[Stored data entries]
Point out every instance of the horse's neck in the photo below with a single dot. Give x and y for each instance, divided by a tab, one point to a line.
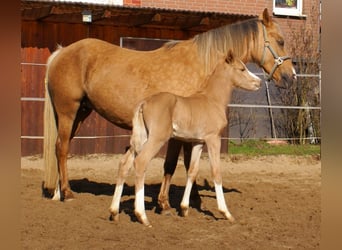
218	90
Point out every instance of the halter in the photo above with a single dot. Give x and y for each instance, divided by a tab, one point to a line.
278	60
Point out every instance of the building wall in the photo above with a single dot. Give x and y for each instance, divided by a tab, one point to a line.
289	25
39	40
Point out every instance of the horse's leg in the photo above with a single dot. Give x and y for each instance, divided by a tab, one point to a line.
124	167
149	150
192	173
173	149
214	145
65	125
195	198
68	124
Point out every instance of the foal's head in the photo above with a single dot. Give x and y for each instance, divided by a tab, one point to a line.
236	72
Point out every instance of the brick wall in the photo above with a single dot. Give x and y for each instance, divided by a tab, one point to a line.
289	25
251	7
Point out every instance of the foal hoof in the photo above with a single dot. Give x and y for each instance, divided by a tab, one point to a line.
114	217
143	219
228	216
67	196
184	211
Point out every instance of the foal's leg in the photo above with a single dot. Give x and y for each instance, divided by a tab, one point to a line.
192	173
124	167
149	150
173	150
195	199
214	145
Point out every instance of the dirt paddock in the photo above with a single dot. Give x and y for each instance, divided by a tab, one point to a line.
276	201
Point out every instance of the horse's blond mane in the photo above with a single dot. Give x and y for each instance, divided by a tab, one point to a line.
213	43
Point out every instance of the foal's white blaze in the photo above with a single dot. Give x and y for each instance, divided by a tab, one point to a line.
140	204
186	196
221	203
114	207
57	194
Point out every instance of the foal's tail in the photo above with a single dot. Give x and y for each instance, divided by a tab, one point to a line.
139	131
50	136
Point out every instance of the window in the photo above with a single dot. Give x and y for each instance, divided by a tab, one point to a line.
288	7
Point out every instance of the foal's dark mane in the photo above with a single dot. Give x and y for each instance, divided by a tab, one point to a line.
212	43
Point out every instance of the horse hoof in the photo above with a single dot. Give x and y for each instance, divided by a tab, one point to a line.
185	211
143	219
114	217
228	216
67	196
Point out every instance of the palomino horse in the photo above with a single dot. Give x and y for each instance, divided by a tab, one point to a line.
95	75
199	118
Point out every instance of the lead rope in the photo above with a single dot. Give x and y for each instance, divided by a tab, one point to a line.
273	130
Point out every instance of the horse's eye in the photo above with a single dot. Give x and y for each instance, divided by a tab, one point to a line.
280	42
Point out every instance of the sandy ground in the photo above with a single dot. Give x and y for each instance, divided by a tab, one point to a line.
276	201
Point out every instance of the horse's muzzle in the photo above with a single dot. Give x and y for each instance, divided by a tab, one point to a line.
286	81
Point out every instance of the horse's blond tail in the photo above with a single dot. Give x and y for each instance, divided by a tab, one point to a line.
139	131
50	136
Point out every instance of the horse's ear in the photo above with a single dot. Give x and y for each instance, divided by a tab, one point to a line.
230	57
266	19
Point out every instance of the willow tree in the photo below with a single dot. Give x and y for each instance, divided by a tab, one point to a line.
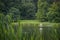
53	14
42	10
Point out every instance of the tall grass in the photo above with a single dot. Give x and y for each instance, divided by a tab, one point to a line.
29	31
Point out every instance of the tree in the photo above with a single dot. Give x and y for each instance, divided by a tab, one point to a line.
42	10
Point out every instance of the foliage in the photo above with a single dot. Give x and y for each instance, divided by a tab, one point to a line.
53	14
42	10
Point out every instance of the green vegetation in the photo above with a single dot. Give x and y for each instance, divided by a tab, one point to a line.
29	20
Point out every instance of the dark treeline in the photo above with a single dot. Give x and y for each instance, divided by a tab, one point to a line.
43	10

PROBLEM —
Return every entry above word for word, and include no images.

RESPONSE AREA —
Point out every instance of the horse's neck in the photo below with a single dot. Give x and y for each instance, divided by a tab, one point to a line.
218	90
Point out every instance of the halter in the photo above with a single dot. Give x and y for each instance, divided by a tab, one point to a line.
278	60
Point out every instance of the building wall in the photo above with a single dot. Give x and y for each instance, divided by a tab, one point to a line.
289	25
39	40
Point out every instance of the horse's leg in the photo above with a single dot. Give x and y for each instance, divided by a tab, one point to a line.
124	167
149	150
192	173
173	149
214	145
65	125
195	198
68	124
Point out every instance of the foal's head in the photo above with a single dot. Give x and y for each instance, divided by a tab, one point to a line.
236	72
Point out every instance of the brick wall in the photo above with a single dot. Give x and y for each instance, divided by a tab, one point to a line.
289	25
251	7
Point out every instance of the foal hoof in the photo above with a single dot. Give x and y for each instance, divided by a tab, one point to a line.
114	217
143	219
228	216
67	196
184	211
Point out every instance of the foal's leg in the photo above with a single dot. Give x and y for each instance, divided by a tab, one point to a line.
192	173
124	167
149	150
173	150
195	199
214	145
Point out every instance of the dirt paddock in the photo above with a single dot. Give x and y for each instance, divided by a tab, one point to a line.
276	201
Point out every instance of the horse's blond mane in the photo above with a single dot. Give x and y for each instance, divided by a tab, one point to a line.
213	43
Point out every instance of the foal's white blaze in the photo above with a single dot. Give x and y for each instance, divided by a tab, one point to a line.
140	204
186	196
221	203
114	207
57	194
Point out every instance of the foal's tail in the photo above with a single dot. Give x and y for each instance, divided by a tab, one point to a line.
139	131
50	136
Point out every instance of the window in the photo above with a single dot. Give x and y for each instance, divided by a tab, one point to a line.
288	7
Point out every instance of the foal's dark mane in the photo above with a single dot. Give x and y for each instance, divided by a tab, one point to a line.
212	43
Point out every instance of the horse hoof in the photo above with a single dot. Give x and y for each instance, divided by a tab, one point to a line.
185	211
143	219
114	217
228	216
67	196
Point out every instance of the palomino horse in the photo above with a single dot. Give x and y for each instance, divided by a tab, one point to a line.
95	75
199	118
Point out every instance of the lead rope in the photo above with a single dot. Give x and y for each instance, divided by a tab, one point to a line.
273	130
Point out every instance of the horse's eye in the photo above with a single dot. Give x and y for each instance, divided by a tab, one point to a line.
280	42
Point out every instance of the sandy ground in the photo above with a single dot. Give x and y for each instance, divided by a tab, one point to a line.
276	201
Point out every instance of the horse's muzzle in the photo above with a single dot. Give x and y for each instance, divided by a tab, one point to a line.
286	81
Point out every instance of the horse's blond tail in the photo above with a single dot. Give x and y for each instance, divided by a tab, one point to a line.
139	131
50	136
Point out every instance of the horse's ear in the photo above with a single dot. Give x and y for each instance, divided by a tab, one point to a line.
230	57
266	19
Point out every instance of the willow tree in the photo below with a single dot. Give x and y for each instance, divided by a tab, one point to a line.
53	14
42	10
Point out every instance of the tall grass in the photo above with a single dot. Give x and y for each instance, divided by a tab, one point to a line.
29	31
Point out every instance of the tree in the photo above with a single dot. Give x and y for each instance, divided by a tab, one point to a line.
42	10
Point out every instance of the foliage in the photo above with a single dot. Give x and y for each instance, divided by a tab, one point to a line.
53	14
42	10
Point out every instance of the green vegetation in the photo above with a single dot. Give x and y for each instance, divided by a tab, one point to a line.
29	20
Point out every instance of the dark treeline in the photo above with a single dot. Give x and y for each instance, divided by a tab, one point to a line.
43	10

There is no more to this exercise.